**Article**

This is a tough one. But as hard as it seems to be able to do, from my experience it seems essential to self understanding. I don’t believe you can have love for yourself if there is no understanding of what it is you have gone through in life. And that love is only able to blossom if you have come to understand the experience deeper than just the hated part of it.

My Life

In my own life there were alcoholic parents, terrible physical injuries, uprooting myself from more than one college for reasons beyond my control, and an excruciating divorce after 20 years of marriage. And those are just the highlights. Could I have hated all those events? In fact I did have hate for them. But I wasn’t FILLED with hate. Hate was part of what I felt. But so was hope, fear, happiness, anger, frustration, determination, love. I developed resilience, perseverance, a sense of adventure, compassion, love, and strength that led me forward through those things. And I was deliberate in looking at the value those events had in creating the positive part of who I am and what I can do.

**Provided data**
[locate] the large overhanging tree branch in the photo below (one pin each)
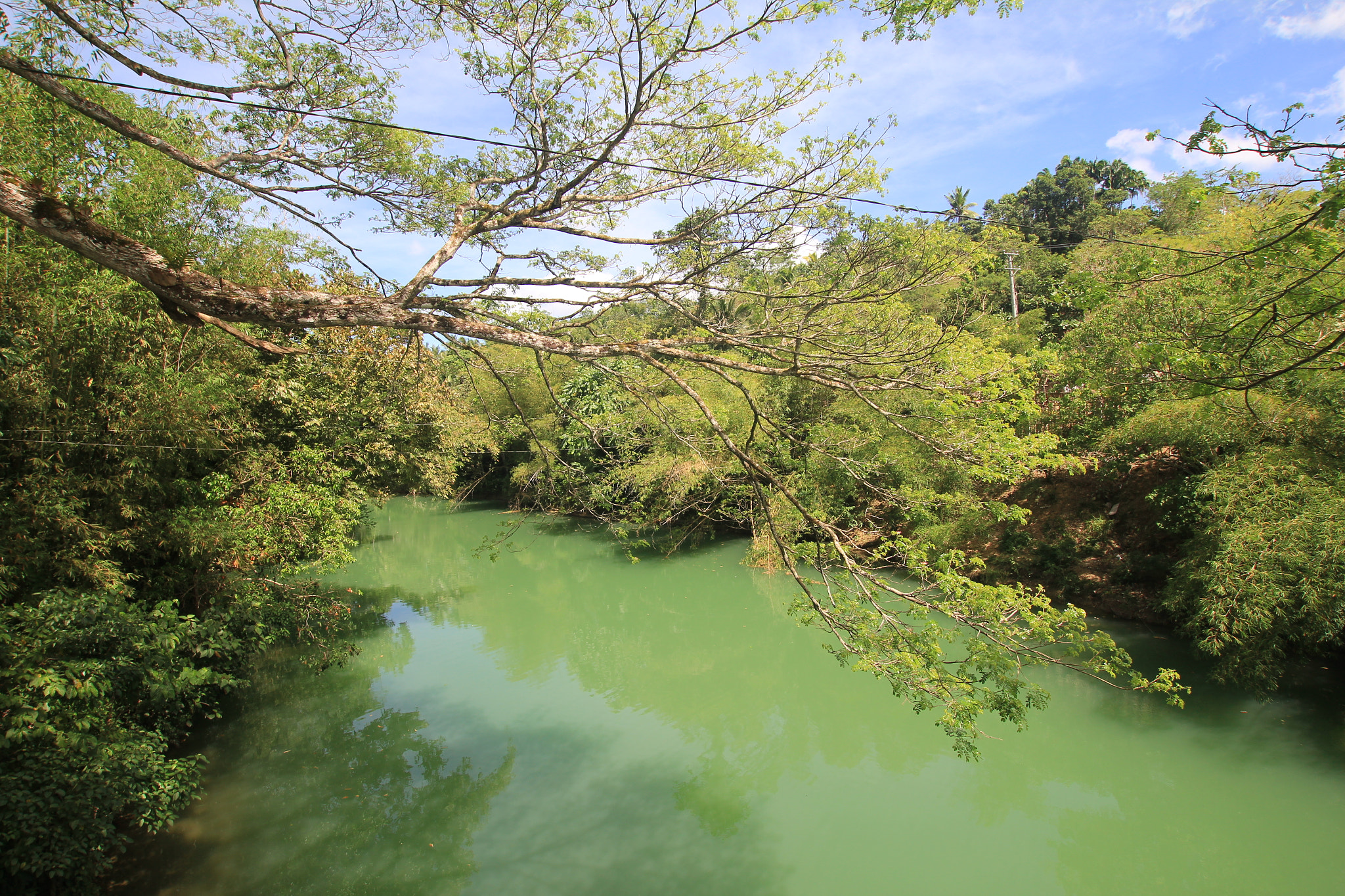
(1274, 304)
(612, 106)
---
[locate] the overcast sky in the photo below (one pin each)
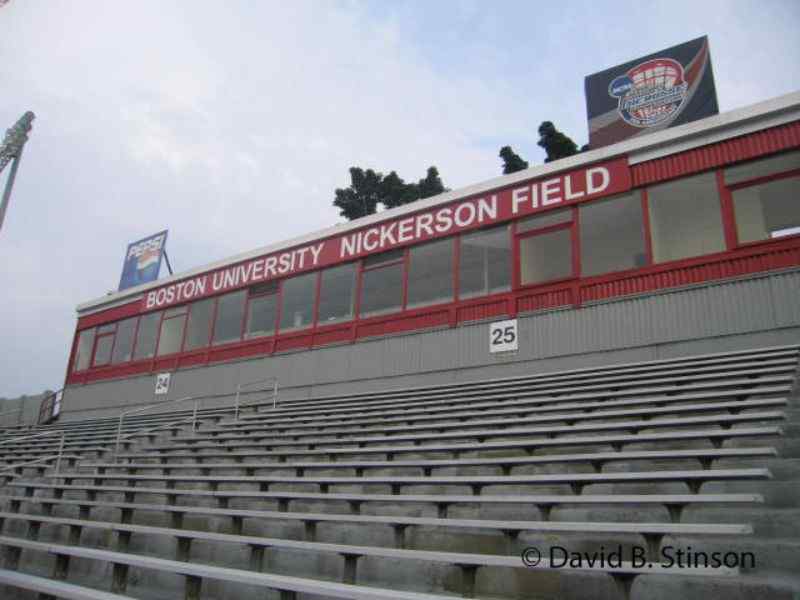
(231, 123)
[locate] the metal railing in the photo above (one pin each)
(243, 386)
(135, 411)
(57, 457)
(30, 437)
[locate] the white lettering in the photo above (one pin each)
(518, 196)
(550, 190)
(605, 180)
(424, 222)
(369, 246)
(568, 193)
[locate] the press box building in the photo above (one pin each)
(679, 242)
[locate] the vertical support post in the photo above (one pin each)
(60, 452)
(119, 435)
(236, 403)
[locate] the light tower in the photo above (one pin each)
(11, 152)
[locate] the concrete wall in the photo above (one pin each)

**Written exercise 1**
Translate this sentence from the essay on self-understanding into Spanish: "I don’t believe you can have love for yourself if there is no understanding of what it is you have gone through in life."
**Written exercise 2**
Copy the essay on self-understanding word for word from "In my own life" up to and including "what I can do.".

**Written response 1**
No creo que puedas sentir amor por ti mismo si no hay una comprensión de aquello por lo que has pasado en la vida.

**Written response 2**
In my own life there were alcoholic parents, terrible physical injuries, uprooting myself from more than one college for reasons beyond my control, and an excruciating divorce after 20 years of marriage. And those are just the highlights. Could I have hated all those events? In fact I did have hate for them. But I wasn’t FILLED with hate. Hate was part of what I felt. But so was hope, fear, happiness, anger, frustration, determination, love. I developed resilience, perseverance, a sense of adventure, compassion, love, and strength that led me forward through those things. And I was deliberate in looking at the value those events had in creating the positive part of who I am and what I can do.